*Instruksi 1*. Menurut teks tentang PP Gambut, berapa batas minimal muka air gambut yang ditetapkan?
*Instruksi 2*. Teruskan teks tentang PP Gambut mulai dari kalimat terakhirnya.

*Teks Bacaan*.
=======

Ancaman Maut PP Gambut

Niat pemerintah menata dan membangun citra bagus soal lingkungan selalu tidak sinkron dan terkesan “berjalan sendiri”. Ujungnya, selain memicu kegaduhan, juga mengancam bangunan bisnis yang sudah lebih dulu ada dan sah. Itulah yang terjadi dengan PP No.71 Tahun 2014 tentang Perlindungan dan Pengelolaan Ekosistem Gambut.

Pengaturan lahan gambut kembali memicu kegaduhan tak perlu dan berpotensi besar merusak daya saing. Setelah penerapan moratorium izin baru di hutan primer dan lahan gambut, kini giliran Peraturan Pemerintah tentang Perlindungan dan Pengelolaan Ekosistem Gambut atau yang dikenal luas sebagai PP gambut yang jadi masalah. Sialnya, produk hukum turunan dari UU No.32 tahun 2009 tentang Perlindungan dan Pengelolaan Lingkungan Hidup ini lagi-lagi mengancam dua bisnis nonmigas utama: Hutan Tanaman Industri (HTI) dan perkebunan sawit.

Persoalan utama yang berpotensi membunuh bisnis HTI dan kebun sawit tak lain soal penetapan kawasan lindung seluas 30% dari seluruh kesatuan hidrologis gambut serta masalah fungsi lindung jika ketebalan gambut mencapai 3 meter. Yang paling mematikan adalah ketentuan bahwa muka air gambut ditetapkan minimal 40 centimeter (0,4 meter). Jika lebih dari itu, kawasan tersebut bakal dinyatakan rusak. Konsekuensinya? Sesuai dengan PP Gambut tadi, lahan tak boleh dimanfaatkan untuk kegiatan budidaya.

Ini yang membuat berang Asosiasi Pengusaha Hutan Indonesia (APHI). Pasalnya, HTI akasia di lahan gambut bisa tumbuh lebih dari 1 meter, yang berarti dengan ketinggian muka air 40 cm akan membunuh tanaman karena akar terendam. “Pemberlakuan PP ini akan mematikan HTI gambut,” tegas Ketua APHI bidang HTI, Nana Suparna. Kematian itu mengancam HTI seluas 1,7 juta ha di lahan gambut dengan total potensi kerugian Rp103 triliun dan mem-PHK 300.000 tenaga kerja langsung.

=======

*Bagian Data*.
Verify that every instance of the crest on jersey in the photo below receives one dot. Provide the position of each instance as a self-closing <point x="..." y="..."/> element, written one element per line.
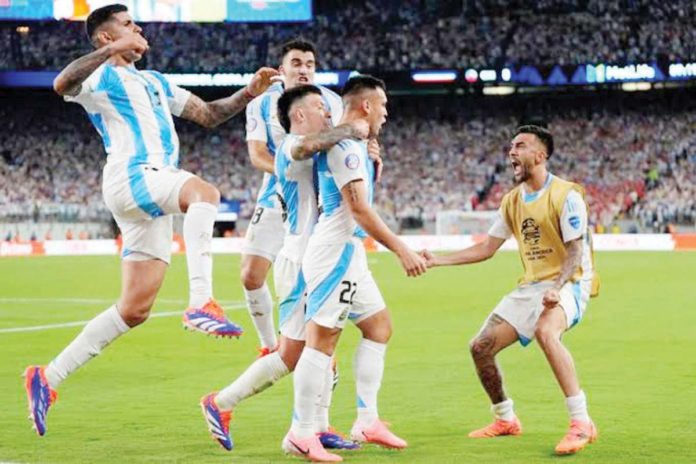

=======

*Jawaban 1*. Minimal 40 centimeter (0,4 meter).

*Jawaban 2*.
Keluhan dan potensi mematikan yang sama juga disuarakan Gabungan Pengusaha Kelapa Sawit Indonesia (Gapki). “Ketentuan itu akan berdampak pada 1,7 juta ha kebun sawit yang ada di lahan gambut,” kata Sekjen Gapki, Joko Supriyono. Dia lugas menyebut aturan itu tak lepas dari kampanye hitam untuk menghantam industri sawit nasional, yang makin berkibar dan tak tersaingi minyak nabati dunia lainnya.

Yang menarik, meski PP ini sudah ditandatangani Presiden SBY dan diberi nomor 71, seperti diakui Zulkifli Hasan saat masih menjabat menteri kehutanan, namun sampai kini dokumen itu tak bisa diperoleh. Bahkan, di laman Setneg.go.id yang resmi memuat aturan baru, PP No.71/2014 ini tak ditemukan dan urutannya langsung lompat dari 70 ke PP No.72 dan 73.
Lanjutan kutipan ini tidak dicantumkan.